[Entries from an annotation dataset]

============

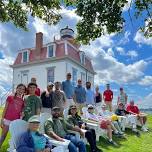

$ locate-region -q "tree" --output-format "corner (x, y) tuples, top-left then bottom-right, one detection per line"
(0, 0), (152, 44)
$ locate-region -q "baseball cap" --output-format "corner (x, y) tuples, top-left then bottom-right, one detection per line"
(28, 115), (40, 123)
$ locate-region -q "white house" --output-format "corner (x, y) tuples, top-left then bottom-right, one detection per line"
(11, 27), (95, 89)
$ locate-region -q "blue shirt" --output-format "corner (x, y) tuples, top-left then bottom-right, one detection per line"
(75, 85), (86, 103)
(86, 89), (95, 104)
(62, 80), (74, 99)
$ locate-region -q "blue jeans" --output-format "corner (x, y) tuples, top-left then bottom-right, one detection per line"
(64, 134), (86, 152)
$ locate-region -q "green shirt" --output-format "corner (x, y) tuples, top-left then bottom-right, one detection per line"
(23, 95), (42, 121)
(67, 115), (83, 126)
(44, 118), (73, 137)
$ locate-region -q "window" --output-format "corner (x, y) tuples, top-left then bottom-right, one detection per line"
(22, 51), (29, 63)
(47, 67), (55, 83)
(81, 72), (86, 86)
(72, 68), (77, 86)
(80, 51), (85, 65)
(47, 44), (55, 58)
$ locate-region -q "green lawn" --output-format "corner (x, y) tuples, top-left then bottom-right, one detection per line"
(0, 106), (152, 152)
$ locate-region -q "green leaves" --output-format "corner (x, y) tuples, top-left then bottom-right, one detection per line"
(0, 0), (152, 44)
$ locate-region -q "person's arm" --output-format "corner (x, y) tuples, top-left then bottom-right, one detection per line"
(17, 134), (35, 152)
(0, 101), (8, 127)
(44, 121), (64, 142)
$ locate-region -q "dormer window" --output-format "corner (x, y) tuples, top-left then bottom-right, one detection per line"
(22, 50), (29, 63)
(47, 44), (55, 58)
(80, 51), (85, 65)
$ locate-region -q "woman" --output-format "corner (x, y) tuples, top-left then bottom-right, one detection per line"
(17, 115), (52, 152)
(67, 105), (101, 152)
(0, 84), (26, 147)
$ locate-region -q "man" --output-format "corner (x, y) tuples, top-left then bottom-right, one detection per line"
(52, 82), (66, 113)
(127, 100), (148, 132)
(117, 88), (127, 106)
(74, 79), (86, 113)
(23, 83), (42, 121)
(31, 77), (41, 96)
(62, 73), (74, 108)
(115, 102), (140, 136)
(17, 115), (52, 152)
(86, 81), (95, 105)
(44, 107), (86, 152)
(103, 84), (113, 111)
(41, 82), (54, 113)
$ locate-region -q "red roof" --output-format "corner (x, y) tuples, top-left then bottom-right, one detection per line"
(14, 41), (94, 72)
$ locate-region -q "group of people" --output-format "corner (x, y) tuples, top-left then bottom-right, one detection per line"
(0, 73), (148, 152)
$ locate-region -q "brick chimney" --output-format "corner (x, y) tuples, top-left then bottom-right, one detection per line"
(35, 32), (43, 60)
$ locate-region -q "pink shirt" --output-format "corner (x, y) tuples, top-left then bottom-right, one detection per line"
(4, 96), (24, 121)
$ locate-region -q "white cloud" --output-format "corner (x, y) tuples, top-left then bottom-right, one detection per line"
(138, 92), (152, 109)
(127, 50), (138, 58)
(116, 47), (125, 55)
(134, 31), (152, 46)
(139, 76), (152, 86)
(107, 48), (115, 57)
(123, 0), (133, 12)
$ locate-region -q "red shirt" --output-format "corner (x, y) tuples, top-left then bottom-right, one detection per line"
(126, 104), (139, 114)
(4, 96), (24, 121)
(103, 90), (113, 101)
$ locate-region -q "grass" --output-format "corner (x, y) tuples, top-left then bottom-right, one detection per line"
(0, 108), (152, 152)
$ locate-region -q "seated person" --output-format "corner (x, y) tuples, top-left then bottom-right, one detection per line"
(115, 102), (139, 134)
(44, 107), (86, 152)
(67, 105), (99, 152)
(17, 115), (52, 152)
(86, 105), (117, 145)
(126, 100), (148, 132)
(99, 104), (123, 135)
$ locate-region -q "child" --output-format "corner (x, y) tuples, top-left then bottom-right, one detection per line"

============

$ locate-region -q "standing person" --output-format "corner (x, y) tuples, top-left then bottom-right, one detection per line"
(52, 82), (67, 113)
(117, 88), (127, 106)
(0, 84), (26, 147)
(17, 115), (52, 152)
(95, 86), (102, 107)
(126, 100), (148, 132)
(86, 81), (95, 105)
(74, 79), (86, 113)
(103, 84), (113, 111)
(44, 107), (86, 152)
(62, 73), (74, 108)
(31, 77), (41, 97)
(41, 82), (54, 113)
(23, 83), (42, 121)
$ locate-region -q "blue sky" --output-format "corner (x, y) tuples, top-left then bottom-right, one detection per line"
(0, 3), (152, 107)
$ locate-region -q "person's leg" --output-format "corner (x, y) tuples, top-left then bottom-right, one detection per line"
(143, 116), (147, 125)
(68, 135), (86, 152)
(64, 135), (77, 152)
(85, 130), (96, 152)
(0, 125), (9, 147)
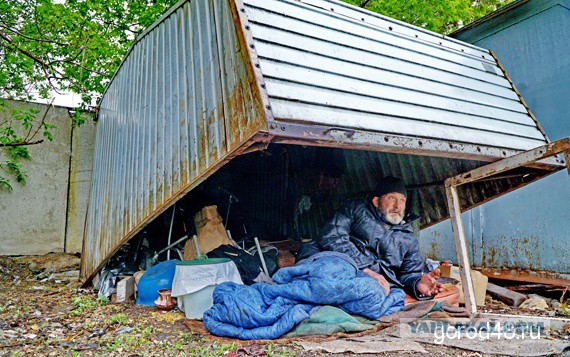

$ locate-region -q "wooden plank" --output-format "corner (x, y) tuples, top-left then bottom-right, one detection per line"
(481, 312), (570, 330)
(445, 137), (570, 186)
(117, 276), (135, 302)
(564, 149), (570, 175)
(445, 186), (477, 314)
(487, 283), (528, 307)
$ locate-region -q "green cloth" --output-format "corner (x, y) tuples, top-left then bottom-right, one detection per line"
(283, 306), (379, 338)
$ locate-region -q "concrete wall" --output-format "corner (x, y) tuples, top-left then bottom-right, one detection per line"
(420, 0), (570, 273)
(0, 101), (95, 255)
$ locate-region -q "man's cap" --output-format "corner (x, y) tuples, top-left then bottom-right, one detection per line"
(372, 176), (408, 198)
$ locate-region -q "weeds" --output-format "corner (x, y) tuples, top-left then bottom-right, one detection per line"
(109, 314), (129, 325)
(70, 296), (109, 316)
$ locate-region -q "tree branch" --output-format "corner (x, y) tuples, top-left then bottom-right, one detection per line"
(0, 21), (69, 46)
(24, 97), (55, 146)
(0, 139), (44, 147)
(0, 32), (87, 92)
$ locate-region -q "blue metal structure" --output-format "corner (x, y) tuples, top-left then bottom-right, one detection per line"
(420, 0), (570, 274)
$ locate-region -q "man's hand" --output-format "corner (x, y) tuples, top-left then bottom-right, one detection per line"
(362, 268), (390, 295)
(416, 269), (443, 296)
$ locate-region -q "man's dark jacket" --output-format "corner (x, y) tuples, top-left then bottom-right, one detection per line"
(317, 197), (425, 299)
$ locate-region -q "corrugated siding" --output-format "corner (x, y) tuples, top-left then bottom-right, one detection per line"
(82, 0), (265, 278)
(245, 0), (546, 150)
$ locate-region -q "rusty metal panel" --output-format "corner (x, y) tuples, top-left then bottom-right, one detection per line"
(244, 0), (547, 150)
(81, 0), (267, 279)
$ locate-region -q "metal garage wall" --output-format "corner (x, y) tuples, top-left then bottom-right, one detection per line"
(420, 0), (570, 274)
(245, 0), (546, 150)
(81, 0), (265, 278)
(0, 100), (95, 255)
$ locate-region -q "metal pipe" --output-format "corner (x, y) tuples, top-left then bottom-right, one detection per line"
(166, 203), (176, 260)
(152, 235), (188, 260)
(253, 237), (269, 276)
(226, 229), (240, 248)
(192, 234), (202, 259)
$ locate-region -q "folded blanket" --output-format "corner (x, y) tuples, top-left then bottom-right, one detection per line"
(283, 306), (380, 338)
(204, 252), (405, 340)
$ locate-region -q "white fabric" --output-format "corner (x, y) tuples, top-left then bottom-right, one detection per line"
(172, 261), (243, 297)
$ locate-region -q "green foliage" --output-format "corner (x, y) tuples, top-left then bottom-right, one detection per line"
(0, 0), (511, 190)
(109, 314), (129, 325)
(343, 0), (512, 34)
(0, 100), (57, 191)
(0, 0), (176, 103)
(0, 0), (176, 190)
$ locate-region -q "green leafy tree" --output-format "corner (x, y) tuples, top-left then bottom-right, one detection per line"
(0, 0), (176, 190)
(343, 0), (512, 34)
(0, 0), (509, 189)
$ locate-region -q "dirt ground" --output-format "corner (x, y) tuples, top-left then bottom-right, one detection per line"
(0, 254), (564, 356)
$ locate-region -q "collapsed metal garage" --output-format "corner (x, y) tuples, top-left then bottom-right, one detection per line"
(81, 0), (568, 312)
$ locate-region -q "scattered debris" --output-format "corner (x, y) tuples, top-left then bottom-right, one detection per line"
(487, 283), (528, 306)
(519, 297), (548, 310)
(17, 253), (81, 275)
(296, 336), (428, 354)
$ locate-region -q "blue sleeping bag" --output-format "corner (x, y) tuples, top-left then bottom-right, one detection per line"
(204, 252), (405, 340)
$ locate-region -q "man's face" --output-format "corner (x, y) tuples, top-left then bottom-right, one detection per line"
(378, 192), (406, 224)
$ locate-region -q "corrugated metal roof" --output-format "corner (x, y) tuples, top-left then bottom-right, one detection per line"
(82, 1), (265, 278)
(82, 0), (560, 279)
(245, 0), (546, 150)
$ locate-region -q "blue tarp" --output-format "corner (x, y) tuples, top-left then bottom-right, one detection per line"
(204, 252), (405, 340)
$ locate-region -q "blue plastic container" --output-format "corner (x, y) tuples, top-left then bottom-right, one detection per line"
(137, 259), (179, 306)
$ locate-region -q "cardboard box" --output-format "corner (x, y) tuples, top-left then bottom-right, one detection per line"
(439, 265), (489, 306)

============

→ To do: Show every line in the entries above that contains the string "person".

→ Task output:
$ locate-region -q "person's arm" --output-format "corner (x, y) tuples, top-left then bottom-right, one detection per line"
$ locate-region -q "seated person" --output-format "corner (x, y) tuples, top-left then bottom-right, one detection per line"
$ locate-region -q "standing person" --output-format "corner (x, y) tuples, top-left then bottom-right, one detection per line"
$ locate-region -q "person's leg" --output-format "corner (x, y) tuples, top-left then bottom-right, one detection per line"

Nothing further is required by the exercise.